- **GOAL OF THE EXERCISE**
Give back, unchanged, each line from the one containing "Wildlife-tally tagging: find every instance of the distant" through the last line of the entries below.
─── RECORD LIST
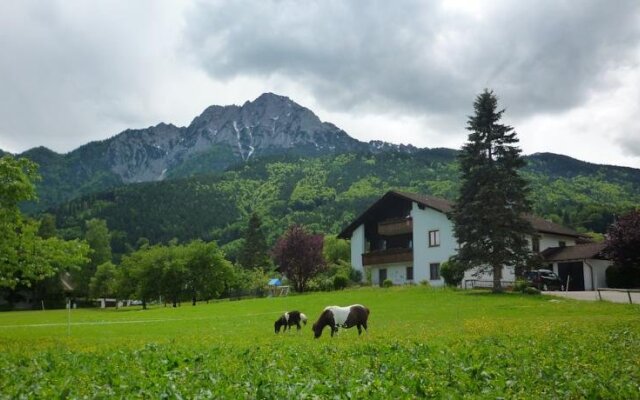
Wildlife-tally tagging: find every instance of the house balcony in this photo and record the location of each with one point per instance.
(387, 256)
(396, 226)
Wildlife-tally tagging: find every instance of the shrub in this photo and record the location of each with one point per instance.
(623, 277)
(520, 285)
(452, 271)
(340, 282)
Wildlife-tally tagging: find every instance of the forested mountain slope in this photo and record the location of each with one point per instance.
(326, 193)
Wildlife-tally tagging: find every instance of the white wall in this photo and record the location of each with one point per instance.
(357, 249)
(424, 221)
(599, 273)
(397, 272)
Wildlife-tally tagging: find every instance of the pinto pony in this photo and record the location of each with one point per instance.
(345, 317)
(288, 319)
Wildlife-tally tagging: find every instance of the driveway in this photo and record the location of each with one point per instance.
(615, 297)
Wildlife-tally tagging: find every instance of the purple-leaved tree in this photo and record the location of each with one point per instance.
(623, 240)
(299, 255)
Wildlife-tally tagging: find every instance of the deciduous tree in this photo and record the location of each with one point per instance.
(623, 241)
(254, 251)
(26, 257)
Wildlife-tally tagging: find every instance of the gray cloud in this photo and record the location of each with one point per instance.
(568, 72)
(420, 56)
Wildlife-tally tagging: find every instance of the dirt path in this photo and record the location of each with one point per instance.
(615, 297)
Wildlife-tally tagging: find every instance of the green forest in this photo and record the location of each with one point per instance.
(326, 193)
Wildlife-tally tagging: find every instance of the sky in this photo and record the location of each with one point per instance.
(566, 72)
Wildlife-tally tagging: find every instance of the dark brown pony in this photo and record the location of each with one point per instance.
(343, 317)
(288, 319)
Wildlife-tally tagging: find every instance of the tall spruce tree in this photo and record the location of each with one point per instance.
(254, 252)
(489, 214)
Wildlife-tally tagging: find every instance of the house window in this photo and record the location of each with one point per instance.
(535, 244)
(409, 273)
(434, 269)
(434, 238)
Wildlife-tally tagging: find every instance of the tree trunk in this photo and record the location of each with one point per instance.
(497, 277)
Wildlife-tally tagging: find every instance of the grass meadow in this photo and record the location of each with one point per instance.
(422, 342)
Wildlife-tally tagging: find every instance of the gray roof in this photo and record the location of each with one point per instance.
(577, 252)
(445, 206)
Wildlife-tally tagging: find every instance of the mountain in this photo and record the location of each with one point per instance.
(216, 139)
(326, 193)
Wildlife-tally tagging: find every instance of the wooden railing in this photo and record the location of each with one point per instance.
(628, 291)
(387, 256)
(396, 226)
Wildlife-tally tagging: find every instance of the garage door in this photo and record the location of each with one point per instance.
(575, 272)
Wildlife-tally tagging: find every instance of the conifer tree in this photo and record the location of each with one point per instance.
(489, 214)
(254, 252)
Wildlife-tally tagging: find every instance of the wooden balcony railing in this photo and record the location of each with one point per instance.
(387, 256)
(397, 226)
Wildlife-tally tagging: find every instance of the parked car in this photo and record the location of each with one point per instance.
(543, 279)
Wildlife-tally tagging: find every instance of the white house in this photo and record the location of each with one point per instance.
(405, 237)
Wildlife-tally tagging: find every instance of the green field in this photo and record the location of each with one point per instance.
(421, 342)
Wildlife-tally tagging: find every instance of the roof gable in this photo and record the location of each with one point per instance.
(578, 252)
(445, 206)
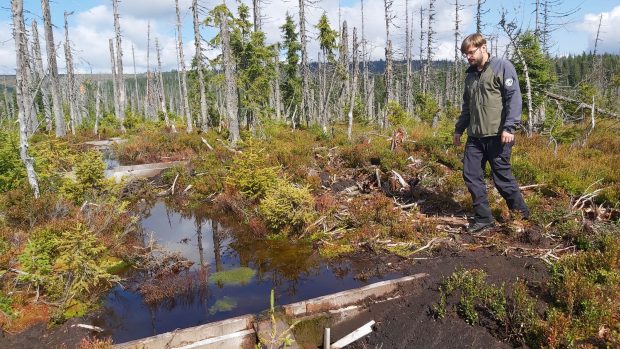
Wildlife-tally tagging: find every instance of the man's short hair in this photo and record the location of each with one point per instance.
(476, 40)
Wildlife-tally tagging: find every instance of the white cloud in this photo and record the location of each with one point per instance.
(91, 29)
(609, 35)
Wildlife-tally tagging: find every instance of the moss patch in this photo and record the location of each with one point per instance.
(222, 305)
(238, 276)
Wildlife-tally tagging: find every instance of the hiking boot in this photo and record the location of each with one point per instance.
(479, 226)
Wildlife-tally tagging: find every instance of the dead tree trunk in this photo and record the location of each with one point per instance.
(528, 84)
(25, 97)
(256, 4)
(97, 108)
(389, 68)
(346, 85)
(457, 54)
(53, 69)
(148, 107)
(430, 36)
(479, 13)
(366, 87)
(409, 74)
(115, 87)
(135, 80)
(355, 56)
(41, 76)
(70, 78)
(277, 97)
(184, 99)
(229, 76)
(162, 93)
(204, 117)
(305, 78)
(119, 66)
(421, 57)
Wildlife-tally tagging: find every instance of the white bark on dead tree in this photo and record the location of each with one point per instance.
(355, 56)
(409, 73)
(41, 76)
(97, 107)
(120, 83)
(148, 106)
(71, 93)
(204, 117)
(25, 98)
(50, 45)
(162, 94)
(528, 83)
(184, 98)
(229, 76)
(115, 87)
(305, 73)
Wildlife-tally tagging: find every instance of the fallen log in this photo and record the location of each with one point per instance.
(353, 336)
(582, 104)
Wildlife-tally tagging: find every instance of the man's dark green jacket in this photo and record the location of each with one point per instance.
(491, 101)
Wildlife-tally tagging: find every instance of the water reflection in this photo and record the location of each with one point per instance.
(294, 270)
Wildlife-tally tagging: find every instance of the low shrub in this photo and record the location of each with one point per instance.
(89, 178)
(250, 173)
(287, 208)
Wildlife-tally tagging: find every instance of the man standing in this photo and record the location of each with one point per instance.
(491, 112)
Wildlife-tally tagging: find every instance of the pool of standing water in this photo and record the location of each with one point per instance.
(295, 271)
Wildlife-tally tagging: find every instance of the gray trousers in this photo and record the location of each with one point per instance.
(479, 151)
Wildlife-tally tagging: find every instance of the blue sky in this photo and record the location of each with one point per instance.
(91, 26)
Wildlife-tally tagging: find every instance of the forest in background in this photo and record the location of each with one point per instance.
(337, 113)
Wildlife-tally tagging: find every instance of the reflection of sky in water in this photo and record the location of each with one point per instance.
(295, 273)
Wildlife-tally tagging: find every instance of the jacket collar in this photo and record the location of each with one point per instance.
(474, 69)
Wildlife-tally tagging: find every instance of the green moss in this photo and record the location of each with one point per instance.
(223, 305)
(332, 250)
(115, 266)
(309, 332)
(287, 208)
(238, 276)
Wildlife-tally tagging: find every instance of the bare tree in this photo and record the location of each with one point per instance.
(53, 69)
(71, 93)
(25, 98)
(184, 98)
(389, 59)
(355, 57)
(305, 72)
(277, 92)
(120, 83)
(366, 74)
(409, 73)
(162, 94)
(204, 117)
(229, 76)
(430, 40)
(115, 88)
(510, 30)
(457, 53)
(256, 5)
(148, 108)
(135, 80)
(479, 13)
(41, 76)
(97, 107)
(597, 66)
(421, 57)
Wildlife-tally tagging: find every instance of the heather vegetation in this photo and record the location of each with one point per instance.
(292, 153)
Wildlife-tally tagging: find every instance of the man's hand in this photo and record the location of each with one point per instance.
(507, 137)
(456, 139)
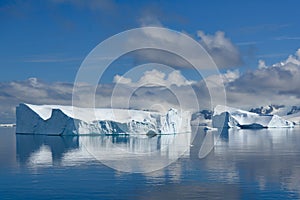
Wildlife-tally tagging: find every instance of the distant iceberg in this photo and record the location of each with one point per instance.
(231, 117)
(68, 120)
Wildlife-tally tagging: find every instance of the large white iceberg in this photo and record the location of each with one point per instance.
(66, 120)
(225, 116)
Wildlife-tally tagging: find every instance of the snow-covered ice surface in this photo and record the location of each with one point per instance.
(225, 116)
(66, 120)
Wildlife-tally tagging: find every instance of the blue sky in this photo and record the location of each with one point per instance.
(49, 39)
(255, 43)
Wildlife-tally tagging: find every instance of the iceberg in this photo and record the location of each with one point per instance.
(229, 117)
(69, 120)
──────
- **ANSWER FOR THIS EXERCISE**
Wildlife-tally tagging: find every instance of the distant iceberg in this photo and record the location of each with one point per instance.
(231, 117)
(68, 120)
Wildlife-tally tagging: find every instance of the large white iceberg in this photo and record the location of each with one point per instance.
(66, 120)
(225, 116)
Wildlife-tally tagging: find every instance of the snow-covered ice surface in this photo and record the location of each with one point per instance.
(225, 116)
(66, 120)
Wildlife-tally tagging: find every instance of the blue sky in this photo and record the location of each with one point per instance.
(49, 39)
(255, 43)
Wildlife-tally tagging: find every instance of the iceberg in this photo and record the location of each with one point per instance.
(229, 117)
(69, 120)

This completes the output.